» **INFORMATION GIVEN**
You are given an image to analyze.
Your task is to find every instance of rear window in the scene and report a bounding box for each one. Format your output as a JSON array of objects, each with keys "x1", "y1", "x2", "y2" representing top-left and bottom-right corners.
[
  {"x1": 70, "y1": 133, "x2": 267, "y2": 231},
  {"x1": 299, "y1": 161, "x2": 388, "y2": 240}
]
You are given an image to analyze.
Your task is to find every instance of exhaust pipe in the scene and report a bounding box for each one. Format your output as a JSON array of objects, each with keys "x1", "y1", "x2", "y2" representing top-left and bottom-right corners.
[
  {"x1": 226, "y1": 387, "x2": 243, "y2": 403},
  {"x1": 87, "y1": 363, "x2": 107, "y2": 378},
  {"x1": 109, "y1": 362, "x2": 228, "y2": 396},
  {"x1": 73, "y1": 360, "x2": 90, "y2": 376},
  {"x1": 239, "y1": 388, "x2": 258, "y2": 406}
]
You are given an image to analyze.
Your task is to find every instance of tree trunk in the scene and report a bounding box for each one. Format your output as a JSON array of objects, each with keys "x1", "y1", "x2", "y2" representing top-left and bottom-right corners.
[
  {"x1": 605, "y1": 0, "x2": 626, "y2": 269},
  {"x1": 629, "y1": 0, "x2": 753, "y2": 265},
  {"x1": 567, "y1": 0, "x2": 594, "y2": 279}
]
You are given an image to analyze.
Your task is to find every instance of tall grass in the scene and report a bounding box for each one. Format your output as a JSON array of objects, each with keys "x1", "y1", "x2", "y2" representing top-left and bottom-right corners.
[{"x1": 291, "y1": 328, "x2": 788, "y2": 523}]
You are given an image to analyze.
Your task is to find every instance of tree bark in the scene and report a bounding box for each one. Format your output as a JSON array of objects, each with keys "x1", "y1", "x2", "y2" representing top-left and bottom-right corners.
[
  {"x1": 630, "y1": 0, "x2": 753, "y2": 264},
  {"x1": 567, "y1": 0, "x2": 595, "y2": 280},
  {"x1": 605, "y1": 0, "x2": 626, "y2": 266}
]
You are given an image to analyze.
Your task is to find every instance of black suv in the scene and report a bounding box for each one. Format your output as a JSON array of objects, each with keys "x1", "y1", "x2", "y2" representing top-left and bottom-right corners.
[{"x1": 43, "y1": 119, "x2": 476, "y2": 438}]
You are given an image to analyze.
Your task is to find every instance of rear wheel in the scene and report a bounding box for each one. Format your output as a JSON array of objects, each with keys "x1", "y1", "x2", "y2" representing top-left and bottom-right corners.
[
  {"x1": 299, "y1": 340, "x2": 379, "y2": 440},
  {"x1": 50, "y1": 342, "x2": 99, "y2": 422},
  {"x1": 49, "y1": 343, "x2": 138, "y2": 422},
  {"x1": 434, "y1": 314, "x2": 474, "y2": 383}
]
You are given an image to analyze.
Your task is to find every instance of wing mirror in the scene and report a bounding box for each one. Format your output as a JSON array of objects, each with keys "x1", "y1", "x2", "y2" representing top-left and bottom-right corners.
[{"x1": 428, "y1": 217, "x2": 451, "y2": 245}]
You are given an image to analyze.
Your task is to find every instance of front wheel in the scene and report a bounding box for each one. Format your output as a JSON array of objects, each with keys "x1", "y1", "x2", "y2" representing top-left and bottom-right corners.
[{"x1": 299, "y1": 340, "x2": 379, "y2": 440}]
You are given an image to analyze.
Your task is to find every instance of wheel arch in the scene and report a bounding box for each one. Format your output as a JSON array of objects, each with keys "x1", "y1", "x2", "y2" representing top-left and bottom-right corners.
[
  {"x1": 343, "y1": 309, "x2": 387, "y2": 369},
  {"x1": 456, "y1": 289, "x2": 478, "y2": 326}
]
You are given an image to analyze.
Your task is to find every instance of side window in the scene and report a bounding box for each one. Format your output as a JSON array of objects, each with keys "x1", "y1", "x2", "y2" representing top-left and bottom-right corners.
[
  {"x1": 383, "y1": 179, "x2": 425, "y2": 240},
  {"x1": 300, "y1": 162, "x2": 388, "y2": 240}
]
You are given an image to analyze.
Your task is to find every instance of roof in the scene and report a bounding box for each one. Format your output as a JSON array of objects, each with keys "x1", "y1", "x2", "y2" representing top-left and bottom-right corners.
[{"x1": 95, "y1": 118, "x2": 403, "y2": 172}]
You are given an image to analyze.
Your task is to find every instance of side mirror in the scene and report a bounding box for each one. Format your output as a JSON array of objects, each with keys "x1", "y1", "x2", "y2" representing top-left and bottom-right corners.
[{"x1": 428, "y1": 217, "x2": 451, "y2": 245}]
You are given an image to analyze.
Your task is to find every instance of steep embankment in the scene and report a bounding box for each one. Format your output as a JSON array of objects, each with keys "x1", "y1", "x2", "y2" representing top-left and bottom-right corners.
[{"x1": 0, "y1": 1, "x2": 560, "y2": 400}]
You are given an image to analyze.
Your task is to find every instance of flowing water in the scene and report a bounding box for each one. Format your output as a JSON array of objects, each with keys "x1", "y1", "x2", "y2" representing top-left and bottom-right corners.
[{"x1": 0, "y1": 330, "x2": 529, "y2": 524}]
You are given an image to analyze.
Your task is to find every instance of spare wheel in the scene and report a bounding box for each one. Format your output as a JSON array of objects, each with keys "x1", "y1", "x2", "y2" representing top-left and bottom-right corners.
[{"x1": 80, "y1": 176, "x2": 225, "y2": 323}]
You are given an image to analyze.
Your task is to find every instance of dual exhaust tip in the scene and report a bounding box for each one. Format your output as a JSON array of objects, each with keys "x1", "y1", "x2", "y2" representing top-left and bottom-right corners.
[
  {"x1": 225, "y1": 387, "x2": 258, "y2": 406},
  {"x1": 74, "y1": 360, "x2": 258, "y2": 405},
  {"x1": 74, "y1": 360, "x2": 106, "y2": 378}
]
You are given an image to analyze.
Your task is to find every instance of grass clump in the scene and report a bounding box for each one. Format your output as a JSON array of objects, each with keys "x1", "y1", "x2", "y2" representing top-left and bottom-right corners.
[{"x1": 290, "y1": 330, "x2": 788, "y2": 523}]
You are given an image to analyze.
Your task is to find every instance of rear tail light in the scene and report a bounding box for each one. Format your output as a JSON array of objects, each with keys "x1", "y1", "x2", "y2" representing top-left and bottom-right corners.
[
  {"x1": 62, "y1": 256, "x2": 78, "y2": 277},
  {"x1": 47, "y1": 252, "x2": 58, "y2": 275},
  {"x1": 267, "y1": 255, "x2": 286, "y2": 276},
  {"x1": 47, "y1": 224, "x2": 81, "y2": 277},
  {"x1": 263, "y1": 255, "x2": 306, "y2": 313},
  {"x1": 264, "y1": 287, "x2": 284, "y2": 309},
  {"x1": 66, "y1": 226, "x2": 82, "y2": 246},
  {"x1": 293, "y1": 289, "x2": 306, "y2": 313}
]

» **PROBLEM DESCRIPTION**
Go through the records above and retype each one exactly.

» **SOLUTION TO THIS TASK**
You are given an image to analyze.
Your task is to find every instance of rear window in the scene and report a bounding box for each one. Format your output as a JSON array of objects, each with keys "x1", "y1", "x2", "y2" representing top-left and bottom-right corners.
[
  {"x1": 70, "y1": 133, "x2": 267, "y2": 231},
  {"x1": 299, "y1": 161, "x2": 388, "y2": 240}
]
You are given an image to analyze.
Your task is to find every instance of exhaust pipe in the scene and report a bounding box for each one. Format your output as a JSON array of objects, each with keys "x1", "y1", "x2", "y2" representing top-left and bottom-right corners.
[
  {"x1": 226, "y1": 387, "x2": 243, "y2": 403},
  {"x1": 87, "y1": 363, "x2": 107, "y2": 378},
  {"x1": 109, "y1": 362, "x2": 228, "y2": 396},
  {"x1": 73, "y1": 360, "x2": 90, "y2": 376},
  {"x1": 239, "y1": 388, "x2": 258, "y2": 406}
]
You are given an image to analyze.
Your task is to find every instance of tree trunk in the scene and report a bounding box for each one. Format your output as a JSON array of objects, each with keys "x1", "y1", "x2", "y2" representing top-left and bottom-right corners.
[
  {"x1": 605, "y1": 0, "x2": 626, "y2": 269},
  {"x1": 629, "y1": 0, "x2": 753, "y2": 265},
  {"x1": 567, "y1": 0, "x2": 594, "y2": 279}
]
You are given an image to analyze.
Your task is to find every instance of tall grass in the scene and report a bounding box for each one. Format your output as a JSON array of objects, each with keys "x1", "y1", "x2", "y2" representing top-left and bottom-right corners.
[{"x1": 291, "y1": 328, "x2": 788, "y2": 523}]
You are given an image to analyze.
Your task is to find every instance of tree bark in the scene and report a bounding box for each one. Format your output as a JSON array of objects, each with keys "x1", "y1", "x2", "y2" representing top-left and bottom-right corners.
[
  {"x1": 630, "y1": 0, "x2": 753, "y2": 264},
  {"x1": 567, "y1": 0, "x2": 595, "y2": 280},
  {"x1": 605, "y1": 0, "x2": 626, "y2": 266}
]
You are given an image to analyze.
Your task is to find every instance of black suv in the scene and report a bounding box for each one. Format your output as a JSON array of objects, each with keys "x1", "y1", "x2", "y2" representing top-left and bottom-right corners.
[{"x1": 43, "y1": 119, "x2": 476, "y2": 438}]
You are given an image to analyze.
Your task is to find every instance of rear wheel in the scene and report a bounding box for each one. Format your output as a JSON array of objects, each with keys "x1", "y1", "x2", "y2" representing top-left and bottom-right corners.
[
  {"x1": 299, "y1": 340, "x2": 379, "y2": 440},
  {"x1": 50, "y1": 342, "x2": 99, "y2": 422},
  {"x1": 49, "y1": 343, "x2": 138, "y2": 422},
  {"x1": 434, "y1": 314, "x2": 474, "y2": 383}
]
You are given an image to analyze.
Your task is to find every instance of wing mirror in the scene and report a bounding box for each one. Format your output as a JSON array of objects, each with keys "x1", "y1", "x2", "y2" representing top-left and bottom-right corners.
[{"x1": 428, "y1": 217, "x2": 451, "y2": 245}]
You are given an image to analyze.
Your task is to find every instance of front wheel in the scene and report a bounding box for each one. Format your output as a JSON array of objects, each with keys "x1", "y1", "x2", "y2" representing top-left and bottom-right corners.
[{"x1": 299, "y1": 340, "x2": 379, "y2": 440}]
You are given an image to analyze.
Your task is to find every instance of wheel arch in the scene and report a bounding box for each one. Format your output as a JSON array of objects, each with keys "x1", "y1", "x2", "y2" representing top-left and bottom-right corners.
[
  {"x1": 343, "y1": 309, "x2": 387, "y2": 369},
  {"x1": 456, "y1": 289, "x2": 478, "y2": 326}
]
You are given an image to analyze.
Your task is to find every instance of side window in the scene and report a bounding box for each one. Format your output as a JSON array of objects, each with keys "x1", "y1", "x2", "y2" representing top-left and bottom-right corners.
[
  {"x1": 383, "y1": 179, "x2": 425, "y2": 240},
  {"x1": 300, "y1": 162, "x2": 388, "y2": 240}
]
You are given an image to analyze.
Your task is to find every instance of roof in the scene and report a bounding box for each one. Format your output as a JSON array of objects, each with keys "x1", "y1", "x2", "y2" representing top-left and bottom-right corners.
[{"x1": 95, "y1": 118, "x2": 403, "y2": 172}]
You are given an image to analyze.
Your task is to find every instance of side mirror in the scene and report a bounding box for each one. Format your output as a JSON array of objects, each with keys "x1", "y1", "x2", "y2" representing top-left and bottom-right corners.
[{"x1": 428, "y1": 217, "x2": 451, "y2": 245}]
You are given an image to analyze.
Your task is to find every instance of steep embankment in the scene and report a bounding box for each one. Format your output as a JSON array of objects, each with keys "x1", "y1", "x2", "y2" representing top-left and bottom-right corners.
[{"x1": 0, "y1": 1, "x2": 560, "y2": 400}]
You are given an image to analyze.
Your task is to find every instance of flowing water in the scene and report a bounding box for each one. Format your output as a JSON array of objects, each with keys "x1", "y1", "x2", "y2" representing top-left and bottom-right corners.
[{"x1": 0, "y1": 330, "x2": 529, "y2": 524}]
You are given an image to analyze.
Your task is to find every instance of spare wheel in the scene and report a bounding box for each one. Format your output as a JSON array of objects, each with keys "x1", "y1", "x2", "y2" representing top-left and bottom-right corners.
[{"x1": 80, "y1": 176, "x2": 225, "y2": 323}]
You are given an image to analyze.
Your task is to find every instance of dual exhaust tip in the scene and report a bounding box for each one. Format your output as a JSON array of objects, each with keys "x1", "y1", "x2", "y2" representing top-left and bottom-right corners.
[
  {"x1": 225, "y1": 387, "x2": 258, "y2": 406},
  {"x1": 74, "y1": 360, "x2": 258, "y2": 405},
  {"x1": 74, "y1": 360, "x2": 106, "y2": 378}
]
You are given an image to analyze.
Your task is to find every instance of grass clump in the scene and report a bounding box for each one. Format your output as a JSON array of objects, each with keys "x1", "y1", "x2", "y2" representing top-left and bottom-right corners.
[{"x1": 290, "y1": 330, "x2": 788, "y2": 523}]
You are given an image to analyze.
Your task is to find every instance of rear tail light in the scene and report a bounding box for each one. Format your output as a JSON array of objects, each with keys "x1", "y1", "x2", "y2" representing top-left and bottom-right corners.
[
  {"x1": 62, "y1": 256, "x2": 78, "y2": 277},
  {"x1": 47, "y1": 252, "x2": 58, "y2": 275},
  {"x1": 267, "y1": 255, "x2": 286, "y2": 276},
  {"x1": 47, "y1": 224, "x2": 81, "y2": 277},
  {"x1": 263, "y1": 255, "x2": 306, "y2": 313},
  {"x1": 264, "y1": 287, "x2": 284, "y2": 309},
  {"x1": 66, "y1": 226, "x2": 82, "y2": 246},
  {"x1": 293, "y1": 289, "x2": 306, "y2": 313}
]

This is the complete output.